-- Begin Dataset records --
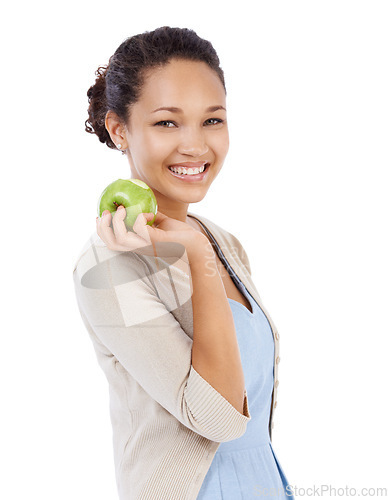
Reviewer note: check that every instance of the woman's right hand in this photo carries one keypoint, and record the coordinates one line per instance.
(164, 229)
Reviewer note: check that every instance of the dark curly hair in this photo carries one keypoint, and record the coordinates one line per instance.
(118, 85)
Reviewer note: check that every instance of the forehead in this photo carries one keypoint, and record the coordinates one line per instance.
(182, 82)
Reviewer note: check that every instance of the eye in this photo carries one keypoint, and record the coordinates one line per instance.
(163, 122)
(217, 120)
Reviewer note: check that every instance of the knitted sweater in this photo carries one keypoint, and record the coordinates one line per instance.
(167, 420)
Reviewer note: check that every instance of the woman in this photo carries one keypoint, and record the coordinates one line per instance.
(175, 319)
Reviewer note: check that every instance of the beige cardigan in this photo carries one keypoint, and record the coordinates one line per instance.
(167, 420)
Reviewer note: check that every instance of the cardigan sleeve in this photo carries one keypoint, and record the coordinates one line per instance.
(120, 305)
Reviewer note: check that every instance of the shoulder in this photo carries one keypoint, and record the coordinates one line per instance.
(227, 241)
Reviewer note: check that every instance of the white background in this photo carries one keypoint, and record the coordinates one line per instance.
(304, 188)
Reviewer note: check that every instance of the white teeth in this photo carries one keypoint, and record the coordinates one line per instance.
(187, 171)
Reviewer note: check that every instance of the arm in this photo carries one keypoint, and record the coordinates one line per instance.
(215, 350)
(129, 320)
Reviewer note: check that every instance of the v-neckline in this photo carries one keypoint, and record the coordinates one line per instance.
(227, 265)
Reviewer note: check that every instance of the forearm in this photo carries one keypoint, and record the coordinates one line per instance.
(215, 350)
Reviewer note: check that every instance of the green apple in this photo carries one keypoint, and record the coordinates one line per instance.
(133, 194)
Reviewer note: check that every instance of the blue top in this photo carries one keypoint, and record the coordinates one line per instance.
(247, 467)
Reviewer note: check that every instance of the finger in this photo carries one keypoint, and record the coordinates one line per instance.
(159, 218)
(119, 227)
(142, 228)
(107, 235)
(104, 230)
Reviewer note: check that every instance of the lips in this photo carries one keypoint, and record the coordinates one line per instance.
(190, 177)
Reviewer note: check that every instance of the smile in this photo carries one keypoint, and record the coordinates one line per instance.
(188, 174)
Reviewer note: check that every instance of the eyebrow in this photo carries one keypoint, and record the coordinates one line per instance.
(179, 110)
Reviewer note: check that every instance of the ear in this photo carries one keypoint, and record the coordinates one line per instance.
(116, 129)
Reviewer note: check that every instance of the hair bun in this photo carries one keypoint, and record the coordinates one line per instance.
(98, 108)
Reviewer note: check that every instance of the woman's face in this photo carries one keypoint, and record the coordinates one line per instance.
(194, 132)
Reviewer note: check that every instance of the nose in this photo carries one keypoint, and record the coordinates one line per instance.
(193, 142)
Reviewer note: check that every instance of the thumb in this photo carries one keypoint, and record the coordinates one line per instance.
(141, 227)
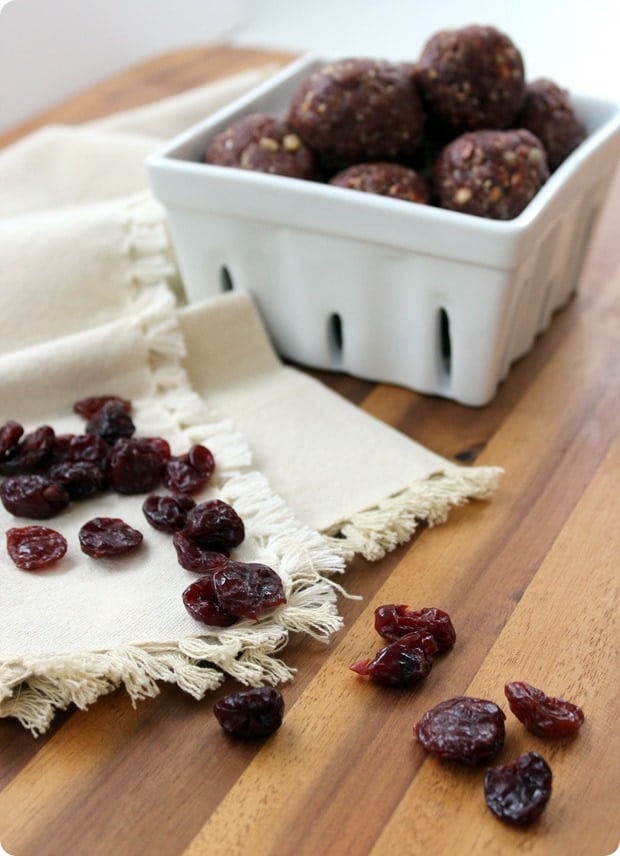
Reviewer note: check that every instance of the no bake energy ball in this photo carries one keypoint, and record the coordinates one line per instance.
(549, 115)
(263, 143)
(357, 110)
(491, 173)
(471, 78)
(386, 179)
-- End Dataset records --
**Stated task**
Transcribe all the lines above exactly, apart from the pictures.

**Solution**
Reviewer note: check that every instance of the woman's right hand in this photo carries one keypoint, and record the coordinates one line per instance.
(164, 229)
Reviewer note: check that every instance of the dark curly hair in this photo carries one keypoint, and record the coordinates one line per instance.
(118, 85)
Reviewer note: check that every instance of the forehead in this photo carries one keypoint, and record the coordinates one line per instance.
(182, 82)
Reviewer note: check that every instance of the eye in this photo carries one keypoint, and record the coordinates one line per instance.
(163, 122)
(217, 120)
Reviewer note: check that every instance of the knitted sweater in this photo carries one keypoint, and record the coordinates one line per instance.
(167, 420)
Reviewer note: check that every instance of the woman in this photo carries one keypoint, and record the coordinates one line per instance.
(175, 319)
Reviewer note: check that every instance of the beige cardigan in this photo carries one keypoint, and record the coordinates one line per instance.
(167, 420)
Reviewer note: check that every instance of the cardigan sleeve in this photo carries one keypoint, and record the coordinates one line per instance.
(120, 305)
Reviewer note: check that every instance of the shoulder in this photo carries one keypoint, and record the coordinates one line per instance.
(227, 241)
Reviewer note: check that every instance of the white background in this photo carries one keypoint, and record the coordinates one line per instance.
(304, 188)
Reviewer note: check that every instance of the white teeth in this photo carries one keypoint, and record the coordinates one line per instance.
(187, 171)
Reviewer note: check that every instance of the arm in this photo carries one keypoint, and record the coordinates one line per instance.
(215, 350)
(129, 320)
Reviewer note: check that every instance of the v-neckline in this photo carries one keypoint, and record the coordinates one line per instance.
(227, 265)
Reviewer note: check that every instance of the forearm in this photo carries one keypoint, and record the coordinates one line per instance.
(215, 350)
Reviewer note: check that every instance of the green apple in this photo carries one keypoint, and record the coordinates one line per instance.
(133, 194)
Reviewer note: check that every instance of the blue top in this photo carries one keypoint, and record the coordinates one line per instance.
(247, 467)
Reviewer note: check that every instance of the finger in this photo carries one keypoint, and record the coordinates one line per instance.
(159, 218)
(119, 227)
(142, 228)
(107, 235)
(104, 230)
Reviewer note: check that every instance of the lips in this photo carries one keypoint, and record the coordinates one line per instance.
(190, 177)
Reviewer note: check that every instance of the smile in this photo carries one keypoint, and record the coordinates one line per instance.
(188, 174)
Reviewer note: check that every instance of the eyebrow in this photo carries one keypoint, and record the coordinates one line per instance.
(179, 110)
Reviewer note: check that every instance of the ear in this photo carries one keypoint, and record the coordinates one line per instance.
(116, 129)
Reviewer note: check that every instance of the hair bun in this photo carries one keypoint, and record the coordinates one line per instance.
(98, 108)
Reviewer note: check that every instance of the woman's face in this photo carries one keypoint, and record the coordinates one line per instance.
(194, 132)
Reviewer note: check that every instance of the nose in this photo carries one keypoint, and record the coordinates one line per instance.
(193, 142)
Reviewer note: check that every instance of the thumb in this photo carries one keypoint, and record the coordinates one line per instance.
(141, 227)
Reviewer note: check that every instance of the no bake energy ball in this photo carries one keypoint, and record the coordinates one line per instance.
(549, 115)
(263, 143)
(357, 110)
(491, 173)
(471, 78)
(386, 179)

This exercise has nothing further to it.